_Actions to take_
[a] For each of the statements (i), (ii), and (iii) below, state whether it agrees with the text on Mariano Mores. Answer yes or no, and quote the words of the text that decide it.
(i) Mores was born in the San Telmo section of Buenos Aires.
(ii) Mores made his professional debut at the age of 16.
(iii) Mores took classical music lessons at a conservatoire in Lanús.
[b] Copy the text on Mariano Mores word for word from "Argentine tango composer, pianist" to "composer and pianist.".
[c] According to the text on Mariano Mores, whose orchestra hired him as conductor and pianist?

_Text under study_
= Beginning of Section =

Background information
- Born: Mariano Alberto Martínez 18 February 1918 Buenos Aires, Argentina
- Died: 13 April 2016 (aged 98) Buenos Aires, Argentina
- Genres: Tango
- Occupations: Composer; pianist; conductor;

= Mariano Mores =

Argentine tango composer, pianist and conductor

Mariano Alberto Martínez (18 February 1918 13 April 2016), known professionally as Mariano Mores, was an Argentine tango composer and pianist.

==Biography==

Mariano Martínez was born in the San Telmo section of Buenos Aires, Argentina, in 1918. When he was a child, he played classical music on the piano very well. He made his professional debut at the age of 14 at Café Vicente on Corrientes Avenue. Mores took classical music lessons at the D´Andrea conservatoire in Lanús. After a brief spell with the folk group "La Cuyanita," he was hired as conductor and pianist with Roberto Firpo's orchestra.

= End of Section =

_Data for analysis_
= Beginning of Section =

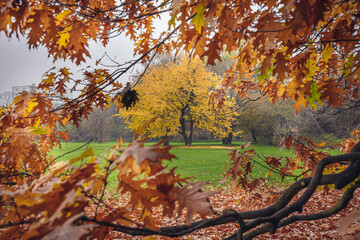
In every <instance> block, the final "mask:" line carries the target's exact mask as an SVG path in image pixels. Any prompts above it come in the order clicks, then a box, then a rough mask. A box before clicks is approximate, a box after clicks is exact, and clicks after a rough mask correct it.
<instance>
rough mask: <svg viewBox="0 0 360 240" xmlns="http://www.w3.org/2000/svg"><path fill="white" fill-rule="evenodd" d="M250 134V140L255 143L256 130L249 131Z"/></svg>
mask: <svg viewBox="0 0 360 240" xmlns="http://www.w3.org/2000/svg"><path fill="white" fill-rule="evenodd" d="M250 134H251V137H252V139H253V143H257V138H256V130H255V129H251V130H250Z"/></svg>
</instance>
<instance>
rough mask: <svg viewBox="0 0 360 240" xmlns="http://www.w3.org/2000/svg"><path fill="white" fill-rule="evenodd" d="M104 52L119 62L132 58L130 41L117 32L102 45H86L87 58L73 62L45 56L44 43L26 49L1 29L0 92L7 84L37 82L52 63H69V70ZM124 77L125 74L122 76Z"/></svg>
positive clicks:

= End of Section =

_Exercise solutions_
[a]
(i) Yes: "Mariano Martínez was born in the San Telmo section of Buenos Aires, Argentina, in 1918."
(ii) No: "He made his professional debut at the age of 14 at Café Vicente on Corrientes Avenue."
(iii) Yes: "Mores took classical music lessons at the D´Andrea conservatoire in Lanús."

[b]
Argentine tango composer, pianist and conductor

Mariano Alberto Martínez (18 February 1918 13 April 2016), known professionally as Mariano Mores, was an Argentine tango composer and pianist.

[c] Roberto Firpo's orchestra.